• **Task goal**: Please arrange the records from the line with "Dear assistant, the user would like the black and" to the line with "[485,27,535,93]", both included, as a two-column CSV with the header text,response. Give one row for each record, with its text and its answer each in a single quoted field and any line breaks replaced by spaces.

• **Data provided**:
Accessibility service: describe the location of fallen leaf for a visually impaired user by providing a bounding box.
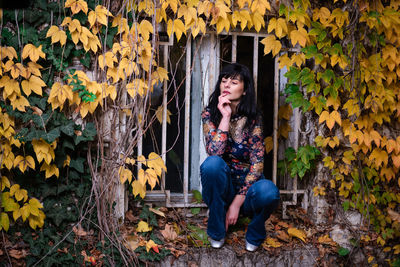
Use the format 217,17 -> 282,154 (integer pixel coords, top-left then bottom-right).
288,228 -> 306,242
136,221 -> 152,232
72,225 -> 88,236
276,231 -> 290,243
124,236 -> 140,251
168,247 -> 186,258
278,221 -> 289,229
149,208 -> 165,218
125,210 -> 136,222
160,224 -> 178,241
318,235 -> 337,246
388,209 -> 400,223
8,249 -> 28,260
263,237 -> 282,248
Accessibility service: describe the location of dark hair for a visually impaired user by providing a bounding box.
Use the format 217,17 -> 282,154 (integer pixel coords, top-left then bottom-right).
208,63 -> 257,127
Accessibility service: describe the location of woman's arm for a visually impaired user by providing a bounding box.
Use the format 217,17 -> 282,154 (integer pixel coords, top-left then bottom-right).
201,109 -> 229,156
238,117 -> 265,195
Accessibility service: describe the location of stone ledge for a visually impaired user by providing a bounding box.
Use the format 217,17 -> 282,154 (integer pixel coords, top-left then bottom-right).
154,245 -> 319,267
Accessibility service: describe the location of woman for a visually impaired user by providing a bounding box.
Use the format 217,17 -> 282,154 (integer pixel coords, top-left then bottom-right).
200,63 -> 279,251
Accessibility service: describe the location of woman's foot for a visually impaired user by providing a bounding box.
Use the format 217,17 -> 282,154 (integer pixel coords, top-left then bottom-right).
208,237 -> 225,248
246,240 -> 258,252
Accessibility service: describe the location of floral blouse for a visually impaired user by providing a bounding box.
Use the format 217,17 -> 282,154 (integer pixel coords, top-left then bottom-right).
201,108 -> 264,195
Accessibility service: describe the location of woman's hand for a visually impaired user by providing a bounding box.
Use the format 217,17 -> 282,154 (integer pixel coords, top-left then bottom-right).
217,94 -> 232,119
225,204 -> 240,230
225,195 -> 246,230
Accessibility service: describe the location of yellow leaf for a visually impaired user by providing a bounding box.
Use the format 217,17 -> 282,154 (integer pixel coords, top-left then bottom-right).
22,44 -> 46,62
160,223 -> 178,241
118,166 -> 132,184
319,110 -> 342,130
10,184 -> 28,201
251,0 -> 271,16
376,236 -> 386,246
313,186 -> 326,197
138,19 -> 153,40
126,79 -> 149,98
132,180 -> 146,198
268,18 -> 288,39
264,136 -> 274,154
329,179 -> 336,189
391,154 -> 400,168
342,150 -> 356,165
278,51 -> 292,69
0,212 -> 10,232
290,27 -> 307,47
145,168 -> 158,190
65,0 -> 88,14
252,12 -> 265,32
287,228 -> 306,242
217,17 -> 231,33
27,62 -> 43,77
149,208 -> 165,217
21,75 -> 46,96
393,244 -> 400,255
11,96 -> 29,112
318,235 -> 337,246
14,155 -> 35,172
40,162 -> 60,179
263,237 -> 282,248
328,136 -> 339,148
46,25 -> 67,46
147,152 -> 167,176
261,35 -> 282,56
278,104 -> 293,120
369,148 -> 388,167
290,53 -> 306,67
146,239 -> 157,252
136,221 -> 152,233
0,176 -> 11,191
0,46 -> 18,60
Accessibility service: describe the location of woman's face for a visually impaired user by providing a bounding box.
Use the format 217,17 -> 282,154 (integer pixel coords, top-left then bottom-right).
219,77 -> 244,102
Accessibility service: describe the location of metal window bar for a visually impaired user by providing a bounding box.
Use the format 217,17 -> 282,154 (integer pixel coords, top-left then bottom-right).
142,32 -> 307,218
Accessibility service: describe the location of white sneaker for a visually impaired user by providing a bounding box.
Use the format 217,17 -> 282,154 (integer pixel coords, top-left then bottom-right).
246,240 -> 258,252
208,237 -> 225,248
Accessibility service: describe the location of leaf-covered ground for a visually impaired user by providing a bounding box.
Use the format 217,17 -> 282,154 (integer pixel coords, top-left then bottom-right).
0,206 -> 396,266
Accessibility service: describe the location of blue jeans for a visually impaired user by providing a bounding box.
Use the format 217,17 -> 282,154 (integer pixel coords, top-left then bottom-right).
200,156 -> 280,246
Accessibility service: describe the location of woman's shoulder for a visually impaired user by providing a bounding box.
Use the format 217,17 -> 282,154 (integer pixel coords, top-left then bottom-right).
201,107 -> 211,118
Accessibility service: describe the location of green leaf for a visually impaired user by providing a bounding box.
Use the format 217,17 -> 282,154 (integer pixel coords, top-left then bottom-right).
43,127 -> 60,143
284,66 -> 300,83
285,147 -> 296,161
321,69 -> 335,83
61,121 -> 75,136
79,53 -> 91,68
279,4 -> 288,16
192,190 -> 203,203
69,158 -> 85,173
301,45 -> 318,59
190,208 -> 200,215
338,247 -> 350,257
285,83 -> 299,95
342,201 -> 350,211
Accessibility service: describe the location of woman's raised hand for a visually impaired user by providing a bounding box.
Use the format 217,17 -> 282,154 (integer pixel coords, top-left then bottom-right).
217,94 -> 232,119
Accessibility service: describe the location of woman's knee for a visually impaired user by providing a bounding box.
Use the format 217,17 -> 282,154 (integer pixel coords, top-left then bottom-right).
200,156 -> 229,186
253,179 -> 280,206
200,156 -> 227,175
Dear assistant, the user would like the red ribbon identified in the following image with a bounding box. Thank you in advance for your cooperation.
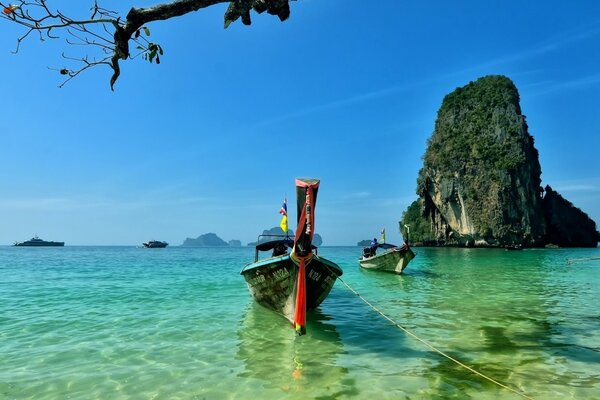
[294,257,306,335]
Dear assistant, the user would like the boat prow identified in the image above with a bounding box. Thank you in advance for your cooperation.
[240,179,343,335]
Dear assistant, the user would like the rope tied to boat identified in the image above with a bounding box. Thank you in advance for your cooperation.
[338,277,533,400]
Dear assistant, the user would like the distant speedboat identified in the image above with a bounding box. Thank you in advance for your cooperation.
[142,240,169,249]
[241,179,342,335]
[15,236,65,247]
[358,243,415,274]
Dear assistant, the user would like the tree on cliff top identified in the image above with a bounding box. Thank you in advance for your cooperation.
[0,0,290,90]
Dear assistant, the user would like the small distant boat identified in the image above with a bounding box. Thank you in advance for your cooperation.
[15,236,65,247]
[240,179,343,335]
[504,244,523,250]
[358,242,415,274]
[142,240,169,249]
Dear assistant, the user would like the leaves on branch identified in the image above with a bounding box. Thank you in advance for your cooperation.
[0,0,293,90]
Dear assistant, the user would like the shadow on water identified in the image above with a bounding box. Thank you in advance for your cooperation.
[236,302,356,398]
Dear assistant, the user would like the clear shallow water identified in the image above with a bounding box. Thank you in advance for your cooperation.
[0,246,600,399]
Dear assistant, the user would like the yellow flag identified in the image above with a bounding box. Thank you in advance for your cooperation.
[279,215,287,234]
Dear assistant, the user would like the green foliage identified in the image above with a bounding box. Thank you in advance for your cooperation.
[400,199,435,243]
[417,75,539,235]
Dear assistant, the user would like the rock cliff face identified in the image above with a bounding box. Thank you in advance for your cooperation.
[542,186,600,247]
[417,76,597,246]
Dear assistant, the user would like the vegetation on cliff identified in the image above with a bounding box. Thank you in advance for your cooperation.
[400,199,436,244]
[408,75,597,246]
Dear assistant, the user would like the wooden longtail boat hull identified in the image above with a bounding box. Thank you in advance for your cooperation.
[241,254,342,323]
[358,247,415,274]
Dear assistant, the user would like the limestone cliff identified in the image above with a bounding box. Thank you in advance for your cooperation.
[542,186,600,247]
[403,76,597,246]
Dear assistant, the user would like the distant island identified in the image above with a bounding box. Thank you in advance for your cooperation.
[181,233,242,247]
[400,75,600,247]
[248,226,323,247]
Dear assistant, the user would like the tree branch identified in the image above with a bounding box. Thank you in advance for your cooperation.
[0,0,294,90]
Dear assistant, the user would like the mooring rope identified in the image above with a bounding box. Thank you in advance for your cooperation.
[338,277,533,400]
[567,257,600,264]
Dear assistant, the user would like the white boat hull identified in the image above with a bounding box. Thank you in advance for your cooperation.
[358,247,415,274]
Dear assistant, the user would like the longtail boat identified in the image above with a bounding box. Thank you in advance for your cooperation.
[240,179,343,335]
[358,242,415,274]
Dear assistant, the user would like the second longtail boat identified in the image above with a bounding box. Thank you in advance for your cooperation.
[240,179,342,335]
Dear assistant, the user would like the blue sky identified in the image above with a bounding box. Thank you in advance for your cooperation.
[0,0,600,245]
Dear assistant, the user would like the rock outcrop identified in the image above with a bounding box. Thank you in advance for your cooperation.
[542,186,600,247]
[403,76,597,246]
[182,233,229,247]
[248,226,323,247]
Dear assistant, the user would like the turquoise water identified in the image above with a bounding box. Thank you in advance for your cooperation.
[0,246,600,399]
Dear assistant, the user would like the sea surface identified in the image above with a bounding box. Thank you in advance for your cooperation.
[0,246,600,400]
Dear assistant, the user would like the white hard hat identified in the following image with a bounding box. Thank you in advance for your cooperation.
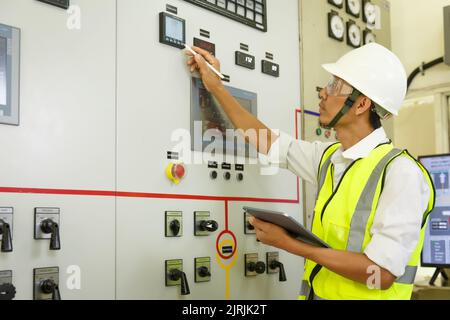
[322,43,407,115]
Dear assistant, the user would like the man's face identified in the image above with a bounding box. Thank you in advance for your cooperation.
[319,78,353,125]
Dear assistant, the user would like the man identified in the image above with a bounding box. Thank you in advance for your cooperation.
[188,44,434,299]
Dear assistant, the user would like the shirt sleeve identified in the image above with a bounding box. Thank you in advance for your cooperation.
[268,132,332,185]
[365,157,430,277]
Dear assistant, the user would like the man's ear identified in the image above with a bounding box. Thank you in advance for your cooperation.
[355,96,372,116]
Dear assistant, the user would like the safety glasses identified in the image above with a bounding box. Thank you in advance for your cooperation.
[317,76,353,98]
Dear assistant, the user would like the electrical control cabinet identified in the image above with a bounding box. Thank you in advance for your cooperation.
[0,0,303,300]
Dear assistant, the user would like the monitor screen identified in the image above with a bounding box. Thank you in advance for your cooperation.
[166,16,184,42]
[191,78,257,158]
[419,154,450,267]
[0,37,8,106]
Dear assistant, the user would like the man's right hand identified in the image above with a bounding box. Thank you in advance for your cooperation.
[186,47,223,92]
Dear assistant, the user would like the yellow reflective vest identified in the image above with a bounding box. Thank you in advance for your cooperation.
[299,143,435,300]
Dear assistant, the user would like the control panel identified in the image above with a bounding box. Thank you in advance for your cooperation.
[0,208,14,252]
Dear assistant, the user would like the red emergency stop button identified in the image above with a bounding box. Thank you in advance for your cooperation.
[166,163,186,184]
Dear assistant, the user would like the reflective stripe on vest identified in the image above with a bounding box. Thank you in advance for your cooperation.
[347,149,403,253]
[300,280,326,300]
[395,266,418,284]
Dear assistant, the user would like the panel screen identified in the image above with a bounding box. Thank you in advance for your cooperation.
[166,16,184,42]
[191,78,257,158]
[419,155,450,267]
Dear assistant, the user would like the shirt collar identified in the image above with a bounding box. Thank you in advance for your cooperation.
[341,127,389,161]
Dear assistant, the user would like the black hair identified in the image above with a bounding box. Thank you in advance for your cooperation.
[369,102,382,130]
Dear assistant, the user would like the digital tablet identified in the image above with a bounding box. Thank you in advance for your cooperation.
[243,207,330,248]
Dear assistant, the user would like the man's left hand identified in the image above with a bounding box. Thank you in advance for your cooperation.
[249,217,291,250]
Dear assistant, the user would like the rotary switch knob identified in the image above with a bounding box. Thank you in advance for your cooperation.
[198,267,211,278]
[247,261,266,274]
[0,283,16,301]
[166,163,186,184]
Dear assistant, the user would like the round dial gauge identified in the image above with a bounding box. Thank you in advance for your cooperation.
[347,0,361,17]
[364,31,377,44]
[330,15,345,39]
[364,2,377,24]
[348,23,361,48]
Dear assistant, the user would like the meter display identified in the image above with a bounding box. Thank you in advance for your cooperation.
[191,78,257,158]
[159,12,186,49]
[184,0,267,32]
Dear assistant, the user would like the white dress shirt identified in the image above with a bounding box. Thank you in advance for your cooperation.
[269,128,430,277]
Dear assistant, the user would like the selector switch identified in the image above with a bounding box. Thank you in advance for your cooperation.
[165,259,191,296]
[0,270,16,301]
[33,267,61,300]
[266,252,287,282]
[245,253,266,277]
[165,211,183,238]
[194,211,219,236]
[166,163,186,184]
[34,208,61,250]
[195,257,211,282]
[0,208,14,252]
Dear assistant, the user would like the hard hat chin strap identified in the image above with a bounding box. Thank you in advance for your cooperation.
[320,89,361,129]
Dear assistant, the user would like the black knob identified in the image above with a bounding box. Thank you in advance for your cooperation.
[169,220,181,236]
[269,260,287,282]
[0,283,16,301]
[255,261,266,274]
[41,279,61,300]
[0,219,12,252]
[200,220,219,232]
[198,267,211,278]
[41,219,61,250]
[169,269,191,296]
[247,261,266,274]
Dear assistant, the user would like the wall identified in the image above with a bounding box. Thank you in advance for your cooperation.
[0,0,303,299]
[391,0,450,283]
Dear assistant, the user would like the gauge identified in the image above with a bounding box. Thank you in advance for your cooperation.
[346,0,361,18]
[363,0,377,25]
[328,0,344,9]
[328,11,345,41]
[364,30,377,44]
[347,20,362,48]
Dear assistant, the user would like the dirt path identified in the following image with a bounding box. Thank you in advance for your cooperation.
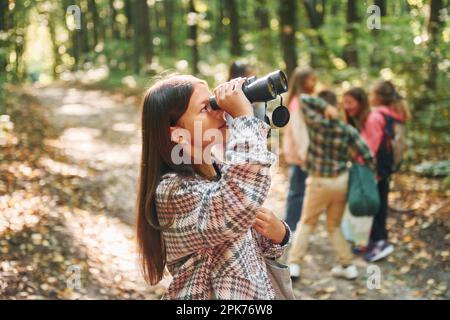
[10,86,449,299]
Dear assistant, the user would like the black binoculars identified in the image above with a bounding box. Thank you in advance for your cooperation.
[209,70,290,127]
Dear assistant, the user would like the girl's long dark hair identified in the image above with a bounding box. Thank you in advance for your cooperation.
[372,80,411,120]
[344,87,370,130]
[136,76,195,285]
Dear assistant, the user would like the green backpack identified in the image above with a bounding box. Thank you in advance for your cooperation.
[347,163,380,217]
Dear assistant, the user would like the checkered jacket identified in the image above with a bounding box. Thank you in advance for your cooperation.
[156,117,290,299]
[301,95,375,177]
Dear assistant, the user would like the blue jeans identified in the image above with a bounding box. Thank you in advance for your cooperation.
[285,165,308,231]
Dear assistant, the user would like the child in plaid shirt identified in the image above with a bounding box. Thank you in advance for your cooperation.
[137,75,290,299]
[288,92,374,279]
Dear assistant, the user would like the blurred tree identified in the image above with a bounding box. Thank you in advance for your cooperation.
[278,0,297,75]
[187,0,199,75]
[225,0,242,56]
[133,0,153,74]
[108,0,120,39]
[370,0,387,70]
[0,0,9,70]
[88,0,104,48]
[163,0,177,55]
[426,0,444,90]
[343,0,359,67]
[303,0,327,67]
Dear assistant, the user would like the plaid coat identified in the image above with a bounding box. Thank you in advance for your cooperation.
[301,95,375,177]
[156,117,290,299]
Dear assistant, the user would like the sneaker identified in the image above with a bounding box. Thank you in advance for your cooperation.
[352,246,369,256]
[331,264,358,280]
[352,241,375,256]
[289,263,301,280]
[364,240,394,262]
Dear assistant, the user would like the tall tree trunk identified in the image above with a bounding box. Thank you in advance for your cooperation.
[141,0,154,64]
[125,0,133,40]
[343,0,359,67]
[163,0,177,55]
[253,0,275,63]
[278,0,297,75]
[370,0,387,69]
[255,0,270,30]
[79,1,90,62]
[47,13,62,79]
[0,0,9,72]
[225,0,242,56]
[303,0,327,67]
[374,0,387,17]
[188,0,199,75]
[88,0,103,48]
[426,0,444,90]
[109,0,120,39]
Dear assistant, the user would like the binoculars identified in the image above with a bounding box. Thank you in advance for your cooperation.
[209,70,290,127]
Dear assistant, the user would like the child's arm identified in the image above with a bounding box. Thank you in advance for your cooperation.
[345,125,376,172]
[253,207,291,258]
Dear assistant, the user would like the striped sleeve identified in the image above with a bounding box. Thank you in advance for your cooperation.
[157,116,276,258]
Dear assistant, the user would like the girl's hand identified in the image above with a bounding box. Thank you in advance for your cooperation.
[253,207,286,244]
[324,105,339,120]
[214,78,253,118]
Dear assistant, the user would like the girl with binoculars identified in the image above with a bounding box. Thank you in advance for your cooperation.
[137,76,290,299]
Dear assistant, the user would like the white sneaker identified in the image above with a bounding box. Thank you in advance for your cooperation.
[289,263,301,279]
[331,264,358,280]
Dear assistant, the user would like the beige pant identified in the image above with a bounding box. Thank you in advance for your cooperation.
[288,172,353,265]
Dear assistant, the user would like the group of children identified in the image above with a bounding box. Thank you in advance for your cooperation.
[283,68,410,279]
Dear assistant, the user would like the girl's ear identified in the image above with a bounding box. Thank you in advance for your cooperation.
[169,126,189,144]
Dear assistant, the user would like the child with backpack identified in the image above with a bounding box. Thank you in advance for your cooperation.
[288,91,374,280]
[359,80,410,262]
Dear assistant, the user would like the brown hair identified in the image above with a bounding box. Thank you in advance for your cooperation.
[287,67,315,104]
[344,87,370,130]
[372,80,411,119]
[317,90,337,107]
[228,60,253,81]
[136,75,195,285]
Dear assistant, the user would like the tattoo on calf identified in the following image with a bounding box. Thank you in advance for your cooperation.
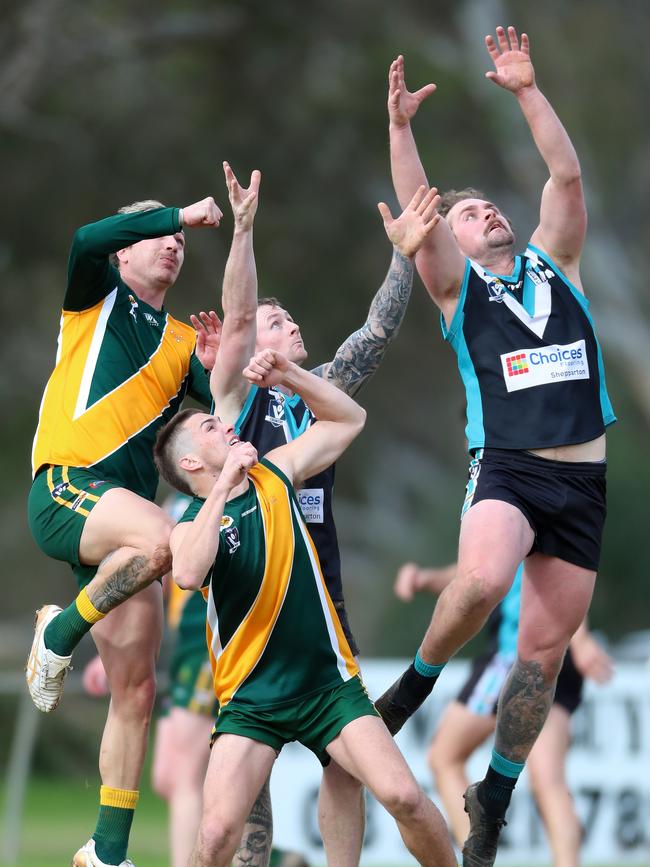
[322,250,413,394]
[495,660,556,762]
[233,780,273,867]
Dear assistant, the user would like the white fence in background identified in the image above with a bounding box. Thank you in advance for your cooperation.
[271,659,650,865]
[0,659,650,867]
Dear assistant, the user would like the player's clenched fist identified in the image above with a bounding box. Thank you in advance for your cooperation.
[183,196,223,228]
[242,349,292,388]
[219,442,257,489]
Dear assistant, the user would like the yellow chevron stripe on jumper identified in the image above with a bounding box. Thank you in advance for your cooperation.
[33,305,195,471]
[46,467,90,518]
[208,464,295,707]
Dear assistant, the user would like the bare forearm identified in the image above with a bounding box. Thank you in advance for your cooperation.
[517,86,580,183]
[282,364,366,425]
[172,485,229,590]
[318,249,413,395]
[222,229,257,328]
[388,124,429,208]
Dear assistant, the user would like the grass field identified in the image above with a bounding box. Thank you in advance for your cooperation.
[0,775,618,867]
[3,779,169,867]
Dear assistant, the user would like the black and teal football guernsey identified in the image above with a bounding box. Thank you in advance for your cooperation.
[235,385,343,602]
[441,245,616,451]
[32,208,211,499]
[181,459,359,708]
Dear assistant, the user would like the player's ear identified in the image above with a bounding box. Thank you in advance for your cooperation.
[178,454,203,473]
[115,247,131,265]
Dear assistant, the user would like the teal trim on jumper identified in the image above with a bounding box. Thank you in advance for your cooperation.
[235,385,257,436]
[528,244,616,427]
[413,650,447,677]
[490,750,524,780]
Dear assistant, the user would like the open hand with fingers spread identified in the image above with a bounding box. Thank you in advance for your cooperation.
[388,54,436,126]
[183,196,223,229]
[377,186,440,258]
[190,310,222,370]
[242,349,293,388]
[223,162,262,232]
[485,27,535,93]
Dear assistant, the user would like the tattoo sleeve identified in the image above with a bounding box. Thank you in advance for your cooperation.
[232,780,273,867]
[312,250,413,395]
[495,660,556,762]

• **Result below**:
text,response
"Dear assistant, the user would like the black and teal football guernsey identified in the image above with a bounding box. Thank you in advance for your cooperation.","[235,385,343,602] [441,245,616,451] [32,208,211,499] [181,459,359,708]"
"Dear assistant, the user would like the player's ear identified in the image above with a bounding box. Thank you in advance for your cooperation.","[178,454,203,473] [115,247,131,265]"
"Dear assistant, the user would like the teal trim on jumper identified in the image above with a bounding box. Thank you in advance for your cooperation.","[235,385,257,436] [528,244,616,427] [413,650,447,677] [490,750,524,780]"
"Dear assistant, the user would like the open hand with fingers spread identified in the image above with a bounding box. Thank you in advance for your cooperation.","[388,54,436,126] [183,196,223,229] [377,186,440,258] [190,310,222,370] [242,349,293,388] [223,162,262,232] [485,27,535,93]"